Source material
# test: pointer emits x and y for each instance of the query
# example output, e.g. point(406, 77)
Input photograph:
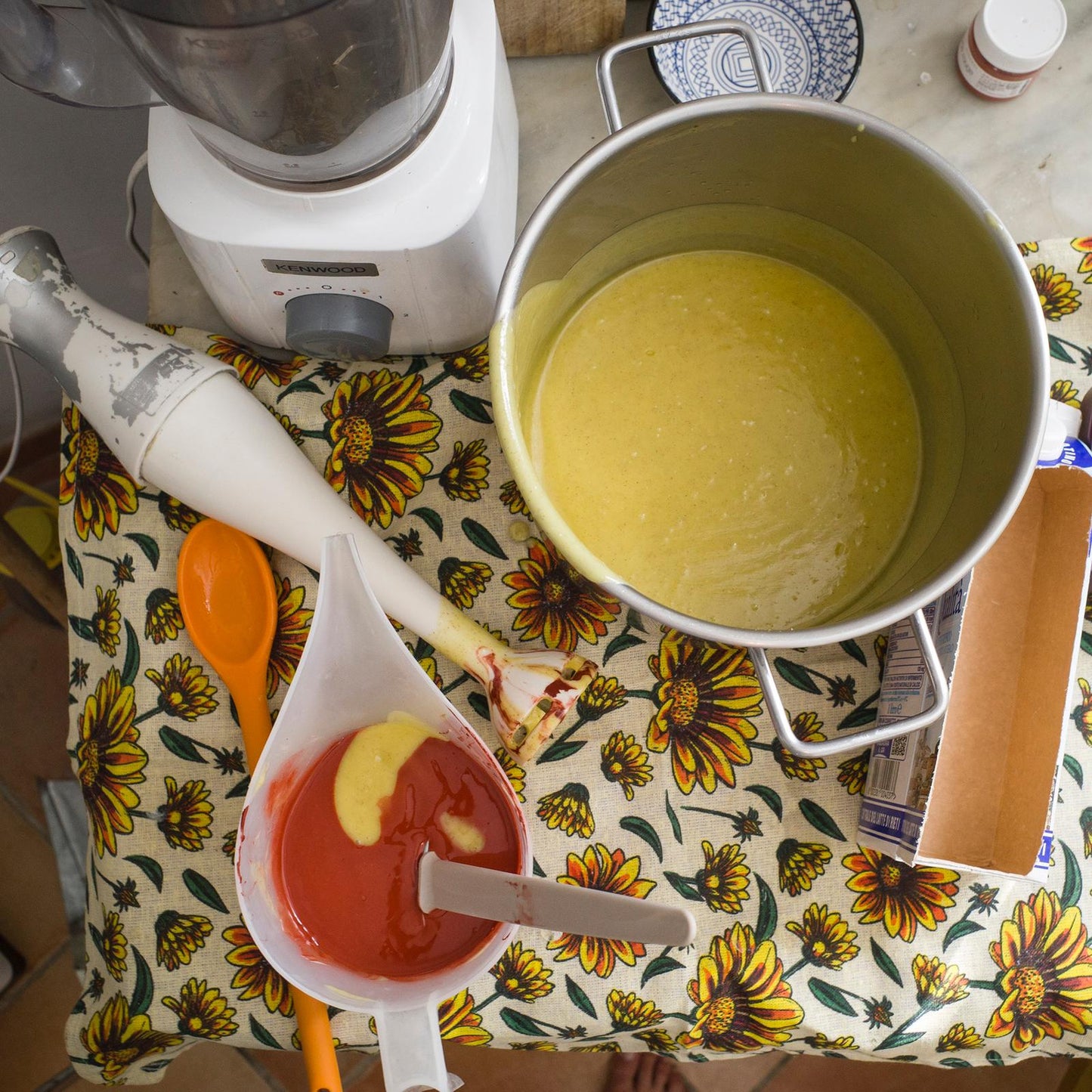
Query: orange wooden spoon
point(227, 595)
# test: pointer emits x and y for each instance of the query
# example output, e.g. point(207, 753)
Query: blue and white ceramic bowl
point(812, 47)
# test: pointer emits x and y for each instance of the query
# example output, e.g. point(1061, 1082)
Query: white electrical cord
point(17, 391)
point(131, 206)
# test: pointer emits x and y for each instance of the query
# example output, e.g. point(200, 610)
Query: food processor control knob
point(340, 326)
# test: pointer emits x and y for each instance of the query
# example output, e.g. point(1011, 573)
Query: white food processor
point(340, 173)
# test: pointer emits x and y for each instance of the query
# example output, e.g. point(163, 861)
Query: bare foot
point(645, 1072)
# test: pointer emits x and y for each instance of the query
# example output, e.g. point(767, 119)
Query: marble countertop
point(1031, 157)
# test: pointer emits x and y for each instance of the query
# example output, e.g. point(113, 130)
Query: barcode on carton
point(883, 773)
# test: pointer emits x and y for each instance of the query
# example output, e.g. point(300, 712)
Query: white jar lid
point(1019, 35)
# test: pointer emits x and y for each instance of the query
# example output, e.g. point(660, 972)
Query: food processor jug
point(295, 91)
point(341, 174)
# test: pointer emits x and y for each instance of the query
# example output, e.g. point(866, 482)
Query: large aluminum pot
point(981, 382)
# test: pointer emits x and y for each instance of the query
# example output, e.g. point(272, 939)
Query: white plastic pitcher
point(355, 670)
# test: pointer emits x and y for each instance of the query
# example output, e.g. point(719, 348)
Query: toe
point(623, 1072)
point(645, 1074)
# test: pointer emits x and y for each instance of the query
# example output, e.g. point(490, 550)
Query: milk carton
point(976, 789)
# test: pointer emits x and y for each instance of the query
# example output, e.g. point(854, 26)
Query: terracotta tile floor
point(34, 667)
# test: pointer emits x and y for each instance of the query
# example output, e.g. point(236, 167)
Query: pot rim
point(547, 517)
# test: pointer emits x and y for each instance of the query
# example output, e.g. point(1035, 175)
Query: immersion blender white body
point(428, 238)
point(183, 422)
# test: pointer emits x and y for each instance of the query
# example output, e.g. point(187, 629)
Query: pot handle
point(701, 29)
point(938, 682)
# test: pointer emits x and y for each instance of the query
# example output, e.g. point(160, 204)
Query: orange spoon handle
point(255, 719)
point(314, 1035)
point(317, 1041)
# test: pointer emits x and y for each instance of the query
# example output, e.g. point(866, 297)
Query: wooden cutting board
point(542, 27)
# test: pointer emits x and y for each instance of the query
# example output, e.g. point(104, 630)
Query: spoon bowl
point(227, 595)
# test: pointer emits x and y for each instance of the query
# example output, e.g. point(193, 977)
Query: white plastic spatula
point(561, 908)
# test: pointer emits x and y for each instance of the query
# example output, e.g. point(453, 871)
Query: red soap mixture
point(356, 905)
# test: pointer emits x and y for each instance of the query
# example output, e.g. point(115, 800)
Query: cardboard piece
point(1010, 641)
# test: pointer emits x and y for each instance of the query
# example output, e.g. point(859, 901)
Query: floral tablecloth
point(667, 783)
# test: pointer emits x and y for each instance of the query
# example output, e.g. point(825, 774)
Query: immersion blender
point(181, 422)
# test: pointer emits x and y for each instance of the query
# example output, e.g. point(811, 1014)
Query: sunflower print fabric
point(665, 782)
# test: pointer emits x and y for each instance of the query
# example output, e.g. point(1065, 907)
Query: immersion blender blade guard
point(354, 672)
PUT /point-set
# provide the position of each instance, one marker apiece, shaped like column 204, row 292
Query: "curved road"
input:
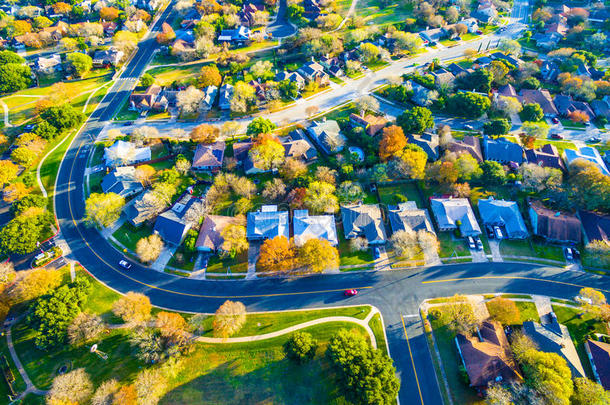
column 396, row 294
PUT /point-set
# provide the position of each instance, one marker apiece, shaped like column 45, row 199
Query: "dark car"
column 125, row 264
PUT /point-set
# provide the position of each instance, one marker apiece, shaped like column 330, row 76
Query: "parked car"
column 125, row 264
column 471, row 243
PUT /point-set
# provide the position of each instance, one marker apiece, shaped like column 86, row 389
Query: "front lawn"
column 580, row 324
column 128, row 235
column 237, row 264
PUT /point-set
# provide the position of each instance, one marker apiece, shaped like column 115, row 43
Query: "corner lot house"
column 267, row 223
column 363, row 221
column 554, row 226
column 505, row 214
column 172, row 225
column 454, row 213
column 210, row 235
column 599, row 356
column 487, row 359
column 209, row 157
column 406, row 216
column 125, row 153
column 307, row 227
column 553, row 337
column 122, row 181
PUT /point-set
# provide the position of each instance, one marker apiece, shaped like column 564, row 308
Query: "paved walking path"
column 362, row 322
column 30, row 387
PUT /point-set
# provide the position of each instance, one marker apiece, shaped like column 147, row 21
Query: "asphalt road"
column 397, row 294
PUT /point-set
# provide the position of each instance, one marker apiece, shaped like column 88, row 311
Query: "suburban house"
column 429, row 142
column 48, row 65
column 553, row 225
column 553, row 337
column 237, row 36
column 307, row 227
column 292, row 76
column 567, row 105
column 545, row 156
column 596, row 227
column 109, row 57
column 505, row 214
column 599, row 356
column 406, row 216
column 267, row 223
column 327, row 135
column 502, row 150
column 372, row 124
column 454, row 213
column 122, row 181
column 209, row 157
column 144, row 101
column 172, row 225
column 314, row 72
column 210, row 235
column 588, row 153
column 470, row 144
column 542, row 98
column 487, row 356
column 125, row 153
column 210, row 93
column 226, row 93
column 364, row 220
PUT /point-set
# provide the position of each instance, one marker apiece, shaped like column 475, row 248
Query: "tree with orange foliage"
column 62, row 8
column 109, row 13
column 166, row 35
column 204, row 133
column 578, row 116
column 392, row 141
column 277, row 254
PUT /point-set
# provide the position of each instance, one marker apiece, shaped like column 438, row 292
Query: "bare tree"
column 149, row 249
column 229, row 318
column 72, row 387
column 85, row 327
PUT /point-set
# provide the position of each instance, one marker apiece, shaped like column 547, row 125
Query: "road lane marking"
column 404, row 328
column 450, row 280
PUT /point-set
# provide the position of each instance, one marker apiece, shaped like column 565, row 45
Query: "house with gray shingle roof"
column 502, row 150
column 553, row 337
column 406, row 216
column 363, row 221
column 267, row 223
column 454, row 213
column 307, row 227
column 505, row 214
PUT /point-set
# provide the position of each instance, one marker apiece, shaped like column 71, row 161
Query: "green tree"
column 81, row 63
column 415, row 120
column 259, row 126
column 469, row 105
column 103, row 210
column 14, row 77
column 497, row 126
column 532, row 112
column 301, row 347
column 365, row 375
column 63, row 116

What is expected
Repeat the records above exactly, leaving out the pictures.

The completed task
# test: pointer emits x and y for each instance of the query
# example output, e.g. point(406, 77)
Input photograph:
Query: orange wooden spoon
point(227, 595)
# test: pointer emits x and y for each instance of the query
# example output, e.g. point(207, 753)
Query: blue and white ceramic bowl
point(812, 47)
# test: pointer emits x and y for each instance of the query
# example output, e.g. point(1061, 1082)
Query: white electrical cord
point(17, 391)
point(131, 206)
# test: pointer emits x and y for each instance of the query
# example output, e.g. point(200, 610)
Query: food processor control knob
point(340, 326)
# test: pointer emits x and y for each instance of the query
# example output, e.g. point(1011, 573)
Query: white food processor
point(340, 173)
# test: pointer emits x and y for each instance of the query
# example output, e.g. point(163, 861)
Query: bare foot
point(645, 1072)
# test: pointer emits x and y for each instance of the query
# example output, e.g. point(767, 119)
Query: marble countertop
point(1031, 157)
# test: pointer emits x and y for each instance of the query
# example output, e.g. point(113, 130)
Query: barcode on carton
point(883, 773)
# test: pointer emits x and y for each instance of the query
# example output, e.g. point(300, 712)
Query: white jar lid
point(1019, 35)
# test: pointer emits x and y for each instance of the query
# example output, e.g. point(660, 972)
Query: food processor jug
point(295, 91)
point(341, 174)
# test: pointer emits x and y for each instance of the query
# example output, e.g. point(866, 482)
Query: large aluminum pot
point(981, 382)
# test: pointer emits x and y for each instance of the query
# example output, e.g. point(272, 939)
Query: white plastic pitcher
point(355, 670)
# test: pointer emits x and y for each instance of the query
# example output, e.g. point(719, 348)
Query: toe
point(623, 1072)
point(645, 1074)
# test: pointer emits x and y for each instance of the query
# example output, e.g. point(490, 550)
Query: milk carton
point(976, 789)
# test: pointer emits x and y for each instance of the query
# example output, e.g. point(854, 26)
Query: terracotta tile floor
point(34, 667)
# test: pointer emits x and y for each instance of the query
# example output, e.g. point(236, 167)
Query: pot rim
point(547, 517)
# test: pointer emits x and y for each instance of the query
# example output, e.g. point(1035, 175)
Query: immersion blender white body
point(428, 238)
point(183, 422)
# test: pointer emits x and y for each instance of the query
# example output, e.g. point(187, 629)
Query: pot handle
point(701, 29)
point(938, 682)
# test: pointer emits x and y for each instance of the query
# example output, e.g. point(160, 204)
Query: orange spoon handle
point(255, 719)
point(314, 1035)
point(317, 1041)
# test: pointer emits x and y for each instance of the query
# example output, e.g. point(866, 297)
Query: wooden cutting board
point(542, 27)
# test: pointer emits x and y for each instance of the query
# example output, e.g. point(104, 630)
Query: spoon bowl
point(227, 595)
# test: pointer emits x and y for each instance of the query
# example output, e.g. point(193, 977)
Query: white plastic spatula
point(561, 908)
# test: pointer emits x and y for each instance of the query
# example output, e.g. point(453, 871)
Query: red soap mixture
point(356, 905)
# test: pointer emits x and y for each instance of the query
# example output, e.g. point(115, 800)
Query: cardboard piece
point(1010, 641)
# test: pointer emits x and y for each instance of the query
# example output, e.g. point(859, 901)
Query: floral tablecloth
point(667, 783)
# test: pointer emits x and y for each instance of the query
# example output, e.g. point(825, 774)
Query: immersion blender
point(181, 422)
# test: pointer emits x and y for each instance of the query
# example output, e.g. point(811, 1014)
Query: sunflower print fabric
point(665, 782)
# test: pointer emits x and y for each instance of the query
# example output, e.g. point(1065, 907)
Query: immersion blender blade guard
point(354, 672)
PUT /point-set
# provide the position of each instance, one marker apiece, shaped like column 204, row 292
Query: "curved road"
input:
column 396, row 294
PUT /point-set
# provide the position of each instance, one marker apiece, shaped like column 45, row 199
Query: "dark car"
column 125, row 264
PUT /point-set
# provide the position of each instance, one marker apiece, shaped like column 330, row 76
Query: "parked car"
column 125, row 264
column 471, row 243
PUT /point-set
# provide the position of each instance, one marker apiece, shaped like column 86, row 389
Query: "front lawn"
column 580, row 324
column 128, row 235
column 237, row 264
PUT /point-set
# provide the position of each instance, one marker apiece, shaped like column 115, row 43
Query: "corner lot house"
column 267, row 223
column 363, row 221
column 554, row 226
column 505, row 214
column 172, row 225
column 454, row 213
column 210, row 235
column 599, row 356
column 487, row 359
column 209, row 157
column 406, row 216
column 125, row 153
column 307, row 227
column 553, row 337
column 122, row 181
PUT /point-set
# provide the position of each instance, one marker apiece, shaped like column 564, row 308
Query: "paved walking path"
column 362, row 322
column 30, row 387
PUT /point-set
# provide the position of each instance, one marker apiece, shaped like column 147, row 21
Query: "asphalt road"
column 397, row 294
PUT /point-set
# provide the position of each instance, one marker apiece, shaped like column 88, row 311
Query: "suburban house"
column 429, row 142
column 48, row 65
column 553, row 225
column 553, row 337
column 237, row 36
column 307, row 227
column 292, row 76
column 567, row 105
column 545, row 156
column 596, row 227
column 109, row 57
column 505, row 214
column 599, row 356
column 406, row 216
column 267, row 223
column 327, row 135
column 502, row 150
column 372, row 124
column 454, row 213
column 122, row 181
column 209, row 157
column 144, row 101
column 172, row 225
column 314, row 72
column 210, row 235
column 588, row 153
column 470, row 144
column 542, row 98
column 487, row 356
column 125, row 153
column 210, row 93
column 226, row 93
column 364, row 220
PUT /point-set
# provide the position of each instance, one marker apiece, shaped like column 475, row 248
Query: "tree with orange foliage"
column 62, row 8
column 109, row 13
column 166, row 35
column 204, row 133
column 578, row 116
column 392, row 141
column 277, row 254
PUT /point-set
# provide the position of each instance, one marker apiece, shaped like column 438, row 292
Query: "bare tree"
column 149, row 249
column 229, row 318
column 72, row 387
column 85, row 327
PUT /point-set
# provide the position of each instance, one marker apiece, shaped like column 547, row 125
Query: "road lane marking"
column 404, row 328
column 450, row 280
PUT /point-set
# provide the position of each instance, one marker apiece, shaped like column 565, row 45
Query: "house with gray shingle roof"
column 502, row 150
column 553, row 337
column 406, row 216
column 363, row 221
column 267, row 223
column 454, row 213
column 307, row 227
column 505, row 214
PUT /point-set
# provide the position of each instance, one marker apiece, shaped like column 71, row 161
Query: "green tree"
column 81, row 63
column 415, row 120
column 259, row 126
column 469, row 105
column 103, row 210
column 14, row 77
column 497, row 126
column 532, row 112
column 301, row 347
column 365, row 375
column 63, row 116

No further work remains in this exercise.